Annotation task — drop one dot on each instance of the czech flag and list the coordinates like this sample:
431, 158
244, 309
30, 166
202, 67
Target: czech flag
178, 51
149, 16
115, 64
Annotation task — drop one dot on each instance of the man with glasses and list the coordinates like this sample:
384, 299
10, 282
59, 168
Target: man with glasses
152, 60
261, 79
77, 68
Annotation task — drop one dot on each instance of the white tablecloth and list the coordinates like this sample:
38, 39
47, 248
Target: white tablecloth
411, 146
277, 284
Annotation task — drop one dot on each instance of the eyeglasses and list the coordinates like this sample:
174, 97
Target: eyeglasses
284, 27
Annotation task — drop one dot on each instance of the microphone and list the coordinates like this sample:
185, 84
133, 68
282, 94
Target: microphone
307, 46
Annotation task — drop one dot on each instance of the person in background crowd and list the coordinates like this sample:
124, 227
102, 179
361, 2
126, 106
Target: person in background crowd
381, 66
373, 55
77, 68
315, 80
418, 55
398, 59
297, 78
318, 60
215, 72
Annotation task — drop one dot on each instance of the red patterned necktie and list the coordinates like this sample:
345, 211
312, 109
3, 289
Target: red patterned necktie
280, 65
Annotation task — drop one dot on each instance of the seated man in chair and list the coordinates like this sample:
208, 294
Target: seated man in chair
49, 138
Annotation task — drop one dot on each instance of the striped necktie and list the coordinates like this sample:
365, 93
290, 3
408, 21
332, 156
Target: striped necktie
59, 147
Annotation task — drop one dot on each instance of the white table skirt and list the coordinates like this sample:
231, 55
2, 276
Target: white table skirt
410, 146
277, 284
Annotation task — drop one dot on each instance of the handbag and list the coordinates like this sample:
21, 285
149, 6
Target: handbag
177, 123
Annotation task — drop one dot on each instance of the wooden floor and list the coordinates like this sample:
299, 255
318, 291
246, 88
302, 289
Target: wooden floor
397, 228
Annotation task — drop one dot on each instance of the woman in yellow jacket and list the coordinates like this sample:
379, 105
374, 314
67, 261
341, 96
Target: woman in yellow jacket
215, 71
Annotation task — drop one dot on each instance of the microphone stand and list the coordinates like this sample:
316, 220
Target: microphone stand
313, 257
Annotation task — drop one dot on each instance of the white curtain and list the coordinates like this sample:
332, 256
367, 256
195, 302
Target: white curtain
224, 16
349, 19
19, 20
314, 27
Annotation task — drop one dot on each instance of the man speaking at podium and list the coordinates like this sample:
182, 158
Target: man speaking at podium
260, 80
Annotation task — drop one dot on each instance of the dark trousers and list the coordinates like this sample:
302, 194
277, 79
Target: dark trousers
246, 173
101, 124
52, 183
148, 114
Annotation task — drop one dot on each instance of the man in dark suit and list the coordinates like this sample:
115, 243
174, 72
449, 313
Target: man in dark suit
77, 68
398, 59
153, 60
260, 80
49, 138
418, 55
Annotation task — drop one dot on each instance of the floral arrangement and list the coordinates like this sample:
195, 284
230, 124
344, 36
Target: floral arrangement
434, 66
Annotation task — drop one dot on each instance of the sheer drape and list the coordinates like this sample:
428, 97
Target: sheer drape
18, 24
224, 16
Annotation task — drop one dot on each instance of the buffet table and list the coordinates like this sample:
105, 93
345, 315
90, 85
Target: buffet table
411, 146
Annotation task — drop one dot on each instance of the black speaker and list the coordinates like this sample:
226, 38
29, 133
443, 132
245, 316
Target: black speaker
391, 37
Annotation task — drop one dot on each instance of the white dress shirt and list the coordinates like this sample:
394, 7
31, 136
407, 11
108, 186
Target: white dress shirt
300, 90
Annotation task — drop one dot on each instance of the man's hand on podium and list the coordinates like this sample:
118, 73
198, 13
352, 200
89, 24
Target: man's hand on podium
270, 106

::::::::

TO DO: Can you return every one of the entries above word for word, with no changes?

CORRECT ANSWER:
Annotation task — drop one dot on each instance of the czech flag and list the coordinates like this sample:
431, 158
244, 309
30, 166
202, 67
Target: czech flag
178, 51
149, 16
115, 64
Annotation task — drop one dot on each instance of the man with glasses and list the coordinates like this sample:
384, 299
10, 282
59, 168
Target: man with glasses
152, 60
261, 79
77, 68
Annotation task — drop one dot on each instance of the white tablecloth and list the coordinates like this sample:
38, 39
47, 248
Target: white tablecloth
411, 146
277, 284
Annotation task — drop one dot on each instance of the eyeglasses and list the coordinates like this sample:
174, 97
Target: eyeglasses
284, 27
Annotation task — drop one dot on each instance of the microphone and list the coordinates like this sample:
185, 84
133, 68
282, 94
Target: microphone
307, 46
Annotation task — drop one dot on each instance of the person in background crowd and list the coordinates like this sample:
124, 227
102, 179
361, 2
126, 106
Target: person in background crowd
381, 66
373, 55
77, 68
315, 80
418, 55
398, 59
297, 78
318, 60
215, 72
Annotation task — drop one dot on each instance of the red patterned necktie and list the coordinates like this sample:
345, 211
312, 109
3, 289
Target: red patterned necktie
280, 65
Annotation task — drop one dot on each instance of the seated man in chair and list the coordinates like this sample:
208, 294
Target: seated man in chair
49, 138
Annotation task — drop one dot on each instance of the striped necktie and list the coordinates like this sample:
365, 93
290, 3
408, 21
332, 156
Target: striped necktie
59, 147
Annotation task — drop one dot on each instance of the white table skirt and list the coordinates like this sample:
231, 55
2, 276
Target: white table skirt
410, 146
277, 284
Annotation task — drop one dot on each instance of the handbag and list the coordinates like this sample:
21, 285
149, 6
Target: handbag
177, 123
Annotation task — drop one dot on each instance of the wooden floor and list the coordinates like this sample:
299, 255
318, 291
246, 88
302, 289
Target: wooden floor
397, 228
Annotation task — drop one dot on each instance of the woman in yellow jacket and list the coordinates like this sample:
379, 105
374, 314
67, 261
341, 96
Target: woman in yellow jacket
215, 71
Annotation task — drop one dot on each instance of the microphone stand and list the coordinates like this sample:
316, 220
Target: microphone stand
313, 257
Annotation task — drop one dot on each instance of the white curtain and list the coordinates like this sample:
332, 256
367, 256
195, 302
Target: white curtain
224, 16
349, 19
19, 20
314, 27
Annotation task — drop one dot on each instance of the man speaking at podium and list the coordinates like this sample:
182, 158
Target: man speaking at podium
260, 80
Annotation task — drop one dot on each instance of the dark trousers and list the coordinates like this sample:
302, 194
277, 79
Target: dark trousers
246, 173
101, 124
52, 183
148, 114
Annotation task — drop one dot on each instance of the man in dark suit and list the coordinates like this sample:
115, 243
174, 72
449, 313
Target: man in dark suit
77, 68
398, 59
153, 60
260, 80
49, 138
418, 55
Annotation task — drop one dot on each instance of the floral arrangement and list the coordinates like this sample:
195, 284
230, 124
344, 36
Target: floral arrangement
434, 66
Annotation task — drop one dot on each instance of the sheer drape and list the coordinates like this sample:
428, 97
Target: sheer drape
18, 24
224, 16
Annotation task — drop one dot on each instance of the buffet table and list the coordinates like this sample:
105, 93
345, 315
90, 85
Target: buffet table
411, 146
Annotation task — drop one dot on each instance of the black speaker and list the coordinates like this sample:
226, 38
29, 133
443, 132
245, 316
Target: black speaker
391, 37
Annotation task — drop one dot on each instance of the white dress shirt and list the coordinates like this sample:
394, 7
31, 136
407, 11
108, 186
Target: white dress shirt
300, 90
Annotation task — drop one dot on each instance of the man's hand on podium and list the coordinates like this sample:
118, 73
198, 13
352, 200
89, 24
Target: man's hand on podium
270, 106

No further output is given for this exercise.